Lay out the lines of the records as a Markdown table with columns Row and Text. Begin at the line containing "This document describes", end at the line containing "63L325 72L332 71L334", number each line in order, and skip any blank lines.

DATA TO USE:
^^^^

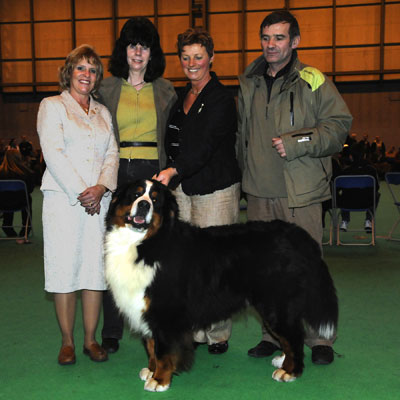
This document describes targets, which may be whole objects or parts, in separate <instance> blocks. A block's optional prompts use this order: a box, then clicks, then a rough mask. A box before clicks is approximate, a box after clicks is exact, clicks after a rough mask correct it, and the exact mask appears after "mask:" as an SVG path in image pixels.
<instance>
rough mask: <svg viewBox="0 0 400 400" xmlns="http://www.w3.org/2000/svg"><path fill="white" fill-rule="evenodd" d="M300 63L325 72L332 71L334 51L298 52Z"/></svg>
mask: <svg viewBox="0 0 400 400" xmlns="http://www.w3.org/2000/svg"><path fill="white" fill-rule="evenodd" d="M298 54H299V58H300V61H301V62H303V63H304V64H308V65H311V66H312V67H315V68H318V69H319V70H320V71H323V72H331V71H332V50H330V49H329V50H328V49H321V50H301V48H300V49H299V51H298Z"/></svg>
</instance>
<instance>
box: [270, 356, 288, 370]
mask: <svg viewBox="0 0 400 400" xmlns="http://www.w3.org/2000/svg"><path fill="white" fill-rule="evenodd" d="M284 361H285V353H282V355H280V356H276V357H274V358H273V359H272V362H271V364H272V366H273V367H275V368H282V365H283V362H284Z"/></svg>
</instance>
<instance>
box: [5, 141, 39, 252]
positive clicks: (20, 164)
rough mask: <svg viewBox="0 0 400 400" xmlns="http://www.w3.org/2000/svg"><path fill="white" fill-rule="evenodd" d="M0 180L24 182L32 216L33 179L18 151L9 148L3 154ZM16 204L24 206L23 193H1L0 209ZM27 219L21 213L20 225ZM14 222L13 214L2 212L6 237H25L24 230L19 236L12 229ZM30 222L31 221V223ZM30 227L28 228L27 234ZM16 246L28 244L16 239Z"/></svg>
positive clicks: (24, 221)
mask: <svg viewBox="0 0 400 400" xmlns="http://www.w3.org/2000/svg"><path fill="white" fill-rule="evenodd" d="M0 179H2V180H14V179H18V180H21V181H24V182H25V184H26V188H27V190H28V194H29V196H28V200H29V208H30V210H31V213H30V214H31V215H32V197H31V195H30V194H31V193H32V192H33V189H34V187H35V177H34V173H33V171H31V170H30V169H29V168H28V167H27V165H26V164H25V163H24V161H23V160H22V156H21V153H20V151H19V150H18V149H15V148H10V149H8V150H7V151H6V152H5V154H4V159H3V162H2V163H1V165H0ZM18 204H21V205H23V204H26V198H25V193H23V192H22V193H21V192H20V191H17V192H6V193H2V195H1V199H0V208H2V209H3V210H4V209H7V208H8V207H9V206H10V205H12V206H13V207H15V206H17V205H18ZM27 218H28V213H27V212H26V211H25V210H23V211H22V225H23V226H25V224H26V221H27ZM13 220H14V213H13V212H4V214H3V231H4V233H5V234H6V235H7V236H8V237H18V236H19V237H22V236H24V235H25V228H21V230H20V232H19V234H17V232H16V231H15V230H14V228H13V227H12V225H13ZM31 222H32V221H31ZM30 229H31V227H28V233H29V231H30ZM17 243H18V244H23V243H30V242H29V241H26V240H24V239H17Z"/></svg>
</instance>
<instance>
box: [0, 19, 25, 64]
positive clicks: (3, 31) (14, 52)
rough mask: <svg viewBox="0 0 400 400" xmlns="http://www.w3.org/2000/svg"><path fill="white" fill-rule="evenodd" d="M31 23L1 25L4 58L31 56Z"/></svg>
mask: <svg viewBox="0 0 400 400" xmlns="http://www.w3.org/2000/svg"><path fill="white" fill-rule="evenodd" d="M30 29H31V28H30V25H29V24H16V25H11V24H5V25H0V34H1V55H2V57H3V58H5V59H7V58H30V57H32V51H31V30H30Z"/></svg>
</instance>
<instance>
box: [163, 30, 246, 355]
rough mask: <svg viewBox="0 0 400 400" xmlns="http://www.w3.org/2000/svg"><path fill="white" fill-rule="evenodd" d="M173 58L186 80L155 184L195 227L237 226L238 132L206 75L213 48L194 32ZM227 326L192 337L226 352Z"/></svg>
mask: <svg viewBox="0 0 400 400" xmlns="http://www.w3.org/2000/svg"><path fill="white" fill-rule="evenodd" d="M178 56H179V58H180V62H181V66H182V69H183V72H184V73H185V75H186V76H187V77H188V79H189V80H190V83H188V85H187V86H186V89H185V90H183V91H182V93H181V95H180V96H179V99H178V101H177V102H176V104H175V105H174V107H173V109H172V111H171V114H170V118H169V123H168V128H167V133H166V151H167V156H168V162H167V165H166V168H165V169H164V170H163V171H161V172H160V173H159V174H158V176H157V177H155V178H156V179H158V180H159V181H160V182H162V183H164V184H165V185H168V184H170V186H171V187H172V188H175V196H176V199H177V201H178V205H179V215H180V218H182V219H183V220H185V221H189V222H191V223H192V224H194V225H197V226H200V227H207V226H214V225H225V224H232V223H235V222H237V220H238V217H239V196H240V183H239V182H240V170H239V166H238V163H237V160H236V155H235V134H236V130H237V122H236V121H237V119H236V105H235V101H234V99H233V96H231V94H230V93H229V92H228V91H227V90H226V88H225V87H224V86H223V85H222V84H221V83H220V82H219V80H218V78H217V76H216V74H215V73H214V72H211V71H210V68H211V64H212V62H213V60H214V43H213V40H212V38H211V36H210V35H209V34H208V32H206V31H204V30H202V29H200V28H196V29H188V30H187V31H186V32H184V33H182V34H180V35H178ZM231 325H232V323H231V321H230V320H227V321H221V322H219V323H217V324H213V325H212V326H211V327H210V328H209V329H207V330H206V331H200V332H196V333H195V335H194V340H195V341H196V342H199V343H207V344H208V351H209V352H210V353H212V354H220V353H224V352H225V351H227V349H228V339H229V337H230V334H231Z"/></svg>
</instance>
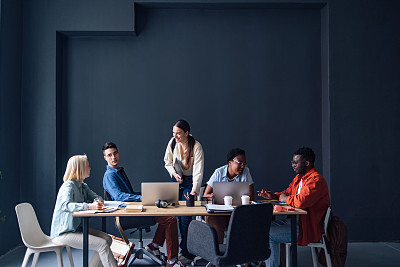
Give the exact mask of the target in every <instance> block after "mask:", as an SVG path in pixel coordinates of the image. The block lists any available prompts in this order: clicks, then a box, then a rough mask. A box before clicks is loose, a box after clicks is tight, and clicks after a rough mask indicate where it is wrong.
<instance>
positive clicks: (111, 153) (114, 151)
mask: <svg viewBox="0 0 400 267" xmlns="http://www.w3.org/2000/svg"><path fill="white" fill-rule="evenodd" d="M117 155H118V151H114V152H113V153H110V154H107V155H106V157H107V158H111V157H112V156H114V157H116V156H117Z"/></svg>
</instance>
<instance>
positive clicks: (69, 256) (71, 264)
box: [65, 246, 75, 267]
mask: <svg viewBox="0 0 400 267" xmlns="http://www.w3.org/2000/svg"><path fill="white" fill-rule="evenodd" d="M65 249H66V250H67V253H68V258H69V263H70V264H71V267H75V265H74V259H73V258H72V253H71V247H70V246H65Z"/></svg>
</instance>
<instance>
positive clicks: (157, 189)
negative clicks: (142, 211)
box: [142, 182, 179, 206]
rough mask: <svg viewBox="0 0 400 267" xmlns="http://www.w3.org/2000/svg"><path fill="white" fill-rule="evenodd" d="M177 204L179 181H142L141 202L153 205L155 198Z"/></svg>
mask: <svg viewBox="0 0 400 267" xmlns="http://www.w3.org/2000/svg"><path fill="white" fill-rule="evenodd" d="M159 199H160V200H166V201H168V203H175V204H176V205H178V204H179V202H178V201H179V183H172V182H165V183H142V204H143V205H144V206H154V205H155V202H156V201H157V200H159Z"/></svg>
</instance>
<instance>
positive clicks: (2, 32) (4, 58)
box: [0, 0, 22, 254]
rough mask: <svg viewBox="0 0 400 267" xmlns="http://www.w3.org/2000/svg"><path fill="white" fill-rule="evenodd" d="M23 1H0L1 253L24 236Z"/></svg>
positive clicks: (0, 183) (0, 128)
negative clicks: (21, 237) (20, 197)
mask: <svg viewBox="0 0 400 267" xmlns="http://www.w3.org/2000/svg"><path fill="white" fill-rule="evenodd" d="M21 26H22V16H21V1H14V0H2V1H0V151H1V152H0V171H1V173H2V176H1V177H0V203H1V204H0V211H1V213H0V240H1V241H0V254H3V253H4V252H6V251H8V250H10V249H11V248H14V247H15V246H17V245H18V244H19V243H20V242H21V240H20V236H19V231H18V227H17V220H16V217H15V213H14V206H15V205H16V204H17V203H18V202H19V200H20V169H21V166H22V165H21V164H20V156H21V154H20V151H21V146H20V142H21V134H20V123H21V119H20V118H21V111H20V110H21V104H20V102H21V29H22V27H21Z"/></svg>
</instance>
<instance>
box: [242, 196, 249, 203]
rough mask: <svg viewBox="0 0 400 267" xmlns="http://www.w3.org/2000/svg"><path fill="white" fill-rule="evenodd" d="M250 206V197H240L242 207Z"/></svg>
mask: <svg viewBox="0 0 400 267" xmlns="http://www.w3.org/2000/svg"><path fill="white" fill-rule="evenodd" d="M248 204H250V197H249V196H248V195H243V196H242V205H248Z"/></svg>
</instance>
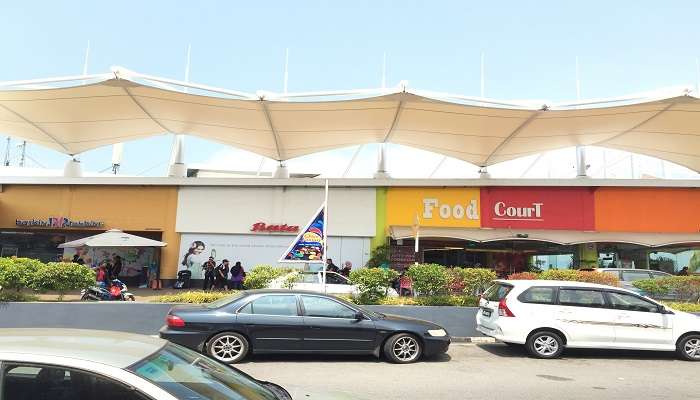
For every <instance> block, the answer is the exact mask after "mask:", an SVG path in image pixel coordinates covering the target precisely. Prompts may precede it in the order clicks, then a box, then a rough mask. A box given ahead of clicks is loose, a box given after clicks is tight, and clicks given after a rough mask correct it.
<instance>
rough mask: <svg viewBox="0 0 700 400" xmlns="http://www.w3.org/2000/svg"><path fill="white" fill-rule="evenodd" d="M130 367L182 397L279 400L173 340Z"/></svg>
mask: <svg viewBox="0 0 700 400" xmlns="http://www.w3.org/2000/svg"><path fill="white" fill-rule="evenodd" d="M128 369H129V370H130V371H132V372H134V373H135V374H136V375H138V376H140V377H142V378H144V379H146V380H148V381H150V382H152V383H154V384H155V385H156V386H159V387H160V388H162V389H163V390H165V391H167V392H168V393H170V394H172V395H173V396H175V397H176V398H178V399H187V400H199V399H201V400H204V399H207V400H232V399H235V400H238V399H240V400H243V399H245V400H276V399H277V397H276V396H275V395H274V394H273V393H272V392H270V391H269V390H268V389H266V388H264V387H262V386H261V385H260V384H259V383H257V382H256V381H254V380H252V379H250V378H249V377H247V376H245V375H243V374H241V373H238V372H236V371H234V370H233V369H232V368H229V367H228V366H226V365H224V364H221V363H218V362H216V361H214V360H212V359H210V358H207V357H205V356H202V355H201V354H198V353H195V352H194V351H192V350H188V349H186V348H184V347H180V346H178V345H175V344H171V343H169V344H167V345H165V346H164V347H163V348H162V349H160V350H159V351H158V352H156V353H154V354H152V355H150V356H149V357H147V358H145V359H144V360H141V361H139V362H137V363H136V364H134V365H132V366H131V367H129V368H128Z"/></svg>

^^^^

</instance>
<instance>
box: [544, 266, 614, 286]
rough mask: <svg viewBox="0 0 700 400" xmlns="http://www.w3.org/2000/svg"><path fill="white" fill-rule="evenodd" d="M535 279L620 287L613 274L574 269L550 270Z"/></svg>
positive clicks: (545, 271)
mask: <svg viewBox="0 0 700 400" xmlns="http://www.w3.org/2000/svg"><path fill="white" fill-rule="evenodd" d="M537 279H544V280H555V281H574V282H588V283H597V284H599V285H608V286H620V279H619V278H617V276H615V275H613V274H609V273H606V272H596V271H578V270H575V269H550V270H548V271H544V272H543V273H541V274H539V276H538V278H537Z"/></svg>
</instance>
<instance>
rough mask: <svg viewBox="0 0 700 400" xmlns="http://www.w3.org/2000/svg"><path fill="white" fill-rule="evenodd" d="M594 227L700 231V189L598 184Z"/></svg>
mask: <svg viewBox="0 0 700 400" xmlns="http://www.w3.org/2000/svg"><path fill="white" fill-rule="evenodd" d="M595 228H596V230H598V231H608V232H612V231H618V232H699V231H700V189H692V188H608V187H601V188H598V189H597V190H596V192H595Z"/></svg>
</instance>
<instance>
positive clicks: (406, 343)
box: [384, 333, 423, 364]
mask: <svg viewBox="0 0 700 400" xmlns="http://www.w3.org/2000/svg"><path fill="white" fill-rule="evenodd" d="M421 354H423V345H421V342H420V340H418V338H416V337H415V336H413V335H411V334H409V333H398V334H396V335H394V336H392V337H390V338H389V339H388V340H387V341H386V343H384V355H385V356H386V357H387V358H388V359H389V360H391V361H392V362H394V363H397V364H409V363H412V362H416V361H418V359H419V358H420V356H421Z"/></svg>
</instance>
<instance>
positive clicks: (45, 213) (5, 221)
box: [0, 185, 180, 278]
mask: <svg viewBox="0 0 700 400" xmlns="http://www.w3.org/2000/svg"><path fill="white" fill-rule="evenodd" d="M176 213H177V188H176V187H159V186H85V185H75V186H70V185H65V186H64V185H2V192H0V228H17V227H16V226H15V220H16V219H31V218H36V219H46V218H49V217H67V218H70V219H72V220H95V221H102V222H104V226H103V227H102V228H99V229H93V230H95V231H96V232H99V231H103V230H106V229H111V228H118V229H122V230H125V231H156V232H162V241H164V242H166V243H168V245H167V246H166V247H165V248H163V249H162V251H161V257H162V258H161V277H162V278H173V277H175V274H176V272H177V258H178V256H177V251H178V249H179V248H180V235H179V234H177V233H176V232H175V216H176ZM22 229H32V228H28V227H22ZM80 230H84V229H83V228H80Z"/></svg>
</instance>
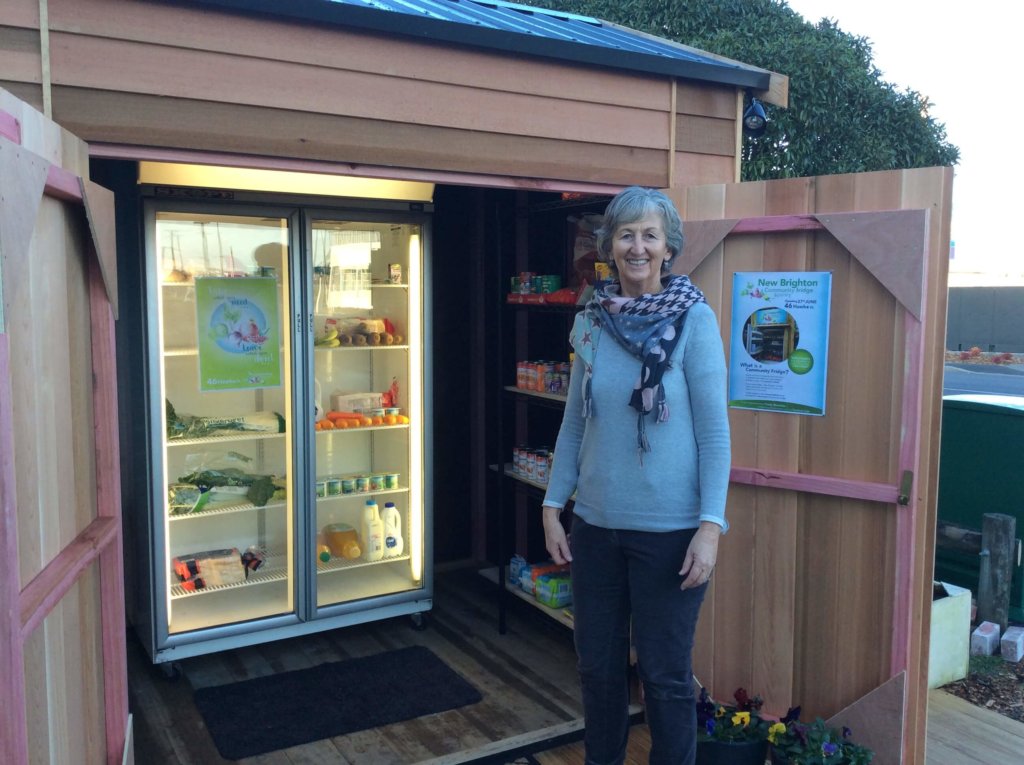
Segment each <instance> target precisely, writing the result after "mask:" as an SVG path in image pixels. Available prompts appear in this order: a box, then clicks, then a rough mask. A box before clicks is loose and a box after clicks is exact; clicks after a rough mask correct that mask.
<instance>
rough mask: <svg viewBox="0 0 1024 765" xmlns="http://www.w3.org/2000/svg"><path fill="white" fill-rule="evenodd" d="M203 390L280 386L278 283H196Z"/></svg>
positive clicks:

^^^^

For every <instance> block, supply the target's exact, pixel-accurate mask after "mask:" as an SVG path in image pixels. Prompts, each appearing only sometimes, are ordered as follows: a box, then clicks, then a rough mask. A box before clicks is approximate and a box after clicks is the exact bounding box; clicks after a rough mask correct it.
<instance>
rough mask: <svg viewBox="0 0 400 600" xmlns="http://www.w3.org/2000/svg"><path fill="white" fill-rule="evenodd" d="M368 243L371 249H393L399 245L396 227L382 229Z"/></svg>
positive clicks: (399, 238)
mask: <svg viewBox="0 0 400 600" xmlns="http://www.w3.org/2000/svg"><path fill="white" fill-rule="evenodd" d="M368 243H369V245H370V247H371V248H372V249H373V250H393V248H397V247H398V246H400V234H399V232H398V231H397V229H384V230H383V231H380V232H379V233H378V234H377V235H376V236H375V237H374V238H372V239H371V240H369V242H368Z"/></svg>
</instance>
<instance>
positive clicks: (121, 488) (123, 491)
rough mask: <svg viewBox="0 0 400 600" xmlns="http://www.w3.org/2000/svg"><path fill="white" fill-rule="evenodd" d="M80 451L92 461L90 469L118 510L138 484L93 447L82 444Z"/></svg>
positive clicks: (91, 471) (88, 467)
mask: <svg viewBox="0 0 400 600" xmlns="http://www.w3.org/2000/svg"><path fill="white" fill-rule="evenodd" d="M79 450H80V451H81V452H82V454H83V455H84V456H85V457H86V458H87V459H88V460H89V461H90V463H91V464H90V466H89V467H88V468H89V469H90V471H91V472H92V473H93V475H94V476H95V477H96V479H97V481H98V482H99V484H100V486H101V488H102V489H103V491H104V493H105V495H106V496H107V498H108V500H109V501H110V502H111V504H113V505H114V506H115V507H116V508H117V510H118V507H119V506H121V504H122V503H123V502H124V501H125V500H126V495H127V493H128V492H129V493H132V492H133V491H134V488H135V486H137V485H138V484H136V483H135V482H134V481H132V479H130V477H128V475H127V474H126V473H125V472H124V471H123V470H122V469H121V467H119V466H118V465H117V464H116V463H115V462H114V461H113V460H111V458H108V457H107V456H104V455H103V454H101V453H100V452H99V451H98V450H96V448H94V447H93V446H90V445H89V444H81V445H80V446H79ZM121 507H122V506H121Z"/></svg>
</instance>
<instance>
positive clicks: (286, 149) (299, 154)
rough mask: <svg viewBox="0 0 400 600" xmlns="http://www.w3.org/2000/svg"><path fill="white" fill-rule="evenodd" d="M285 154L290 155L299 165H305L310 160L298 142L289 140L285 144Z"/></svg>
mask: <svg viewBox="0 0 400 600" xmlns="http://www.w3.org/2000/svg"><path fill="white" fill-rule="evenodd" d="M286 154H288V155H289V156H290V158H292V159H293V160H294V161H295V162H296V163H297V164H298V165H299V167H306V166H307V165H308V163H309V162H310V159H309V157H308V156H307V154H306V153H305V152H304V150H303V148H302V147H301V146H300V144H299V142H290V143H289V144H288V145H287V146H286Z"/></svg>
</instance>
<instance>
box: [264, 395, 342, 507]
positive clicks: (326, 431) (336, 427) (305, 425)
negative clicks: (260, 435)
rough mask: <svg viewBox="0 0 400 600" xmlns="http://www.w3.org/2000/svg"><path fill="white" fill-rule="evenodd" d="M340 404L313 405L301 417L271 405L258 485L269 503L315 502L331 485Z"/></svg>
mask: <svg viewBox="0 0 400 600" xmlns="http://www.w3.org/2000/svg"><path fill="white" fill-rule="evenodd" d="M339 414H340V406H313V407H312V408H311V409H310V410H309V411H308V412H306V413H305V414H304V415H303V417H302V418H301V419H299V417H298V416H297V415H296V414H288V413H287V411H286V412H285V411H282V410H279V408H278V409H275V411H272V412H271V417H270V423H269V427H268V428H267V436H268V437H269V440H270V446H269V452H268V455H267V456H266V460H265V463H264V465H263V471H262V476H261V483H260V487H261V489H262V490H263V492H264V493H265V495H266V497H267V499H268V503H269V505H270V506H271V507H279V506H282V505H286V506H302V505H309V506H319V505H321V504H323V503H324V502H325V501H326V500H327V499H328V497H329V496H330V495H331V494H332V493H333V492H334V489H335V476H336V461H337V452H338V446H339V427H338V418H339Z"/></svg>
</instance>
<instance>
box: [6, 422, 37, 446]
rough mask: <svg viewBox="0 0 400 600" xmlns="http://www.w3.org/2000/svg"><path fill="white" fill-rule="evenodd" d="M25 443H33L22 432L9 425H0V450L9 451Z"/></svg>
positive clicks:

^^^^

RESPONSE TO THE EXERCISE:
| Row | Text |
|---|---|
| 1 | This document describes targets, which may be whole objects or parts, in separate <instance> blocks. A block's optional prompts use this order: a box, then clicks, then a rough mask. A box before clicks is approximate, a box after clicks is exact, clicks after a rough mask correct it, and the exact mask appears after "mask:" as an SVG path in image pixels. |
| 2 | <instance> |
| 3 | rough mask: <svg viewBox="0 0 400 400" xmlns="http://www.w3.org/2000/svg"><path fill="white" fill-rule="evenodd" d="M300 63L325 72L332 71L334 51L298 52Z"/></svg> |